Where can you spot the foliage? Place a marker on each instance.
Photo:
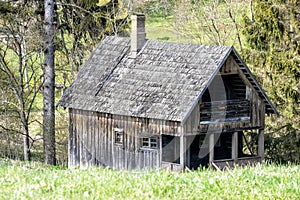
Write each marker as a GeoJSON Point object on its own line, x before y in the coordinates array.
{"type": "Point", "coordinates": [273, 52]}
{"type": "Point", "coordinates": [210, 22]}
{"type": "Point", "coordinates": [20, 71]}
{"type": "Point", "coordinates": [33, 180]}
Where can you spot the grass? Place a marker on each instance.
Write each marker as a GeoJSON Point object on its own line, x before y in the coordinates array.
{"type": "Point", "coordinates": [36, 181]}
{"type": "Point", "coordinates": [161, 29]}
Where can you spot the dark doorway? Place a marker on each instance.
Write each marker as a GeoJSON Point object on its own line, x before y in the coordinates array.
{"type": "Point", "coordinates": [170, 149]}
{"type": "Point", "coordinates": [199, 152]}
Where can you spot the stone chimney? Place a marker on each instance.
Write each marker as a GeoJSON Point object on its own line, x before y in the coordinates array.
{"type": "Point", "coordinates": [138, 35]}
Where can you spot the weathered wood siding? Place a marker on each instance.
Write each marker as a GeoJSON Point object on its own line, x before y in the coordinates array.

★ ★ ★

* Challenge
Rewrite all of the records above, putting "pin" everywhere "marker" appears and keeping every other word as it is. Omit the pictures.

* Task solution
Where can you spot the foliage? Place a pin on each instance.
Photo:
Write each pin as a GeoJSON Point object on its own line, x before y in the coordinates array.
{"type": "Point", "coordinates": [273, 52]}
{"type": "Point", "coordinates": [210, 22]}
{"type": "Point", "coordinates": [20, 71]}
{"type": "Point", "coordinates": [33, 180]}
Where can you spot the grass? Place a pin on each instance.
Write each pin as a GeoJSON Point object on its own line, x before y in the coordinates array.
{"type": "Point", "coordinates": [36, 181]}
{"type": "Point", "coordinates": [161, 29]}
Where can you spot the dark doorway? Place a pin on each instance.
Write each pin as a GeoJSON Point object on its own line, x before y in the coordinates array.
{"type": "Point", "coordinates": [170, 149]}
{"type": "Point", "coordinates": [199, 152]}
Where can you spot the stone chimney? Place a pin on each instance.
Write each pin as a GeoJSON Point object on its own line, x before y in the coordinates array.
{"type": "Point", "coordinates": [138, 35]}
Where can you spot the weathered wood siding? Place a pin on each instance.
Write each pin as a GeoJSON Point object on its own line, x before y in the coordinates array.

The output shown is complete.